-- START OF Records for the task --

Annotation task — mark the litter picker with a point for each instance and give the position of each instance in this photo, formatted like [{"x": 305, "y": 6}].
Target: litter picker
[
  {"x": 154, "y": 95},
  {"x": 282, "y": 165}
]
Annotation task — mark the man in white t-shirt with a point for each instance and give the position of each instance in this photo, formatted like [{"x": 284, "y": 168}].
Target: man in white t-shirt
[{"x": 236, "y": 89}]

-- END OF Records for the task --

» Aim of the task
Copy every entry above verbatim, with no changes.

» Reply
Annotation task — mark the litter picker with a point for each instance and give the position of each instance in this photo, formatted like [{"x": 305, "y": 6}].
Target: litter picker
[
  {"x": 154, "y": 95},
  {"x": 282, "y": 165}
]
Annotation task — mark the man in white t-shirt with a point for each instance and give the position of each instance in this photo, formatted like [{"x": 284, "y": 168}].
Target: man in white t-shirt
[{"x": 236, "y": 89}]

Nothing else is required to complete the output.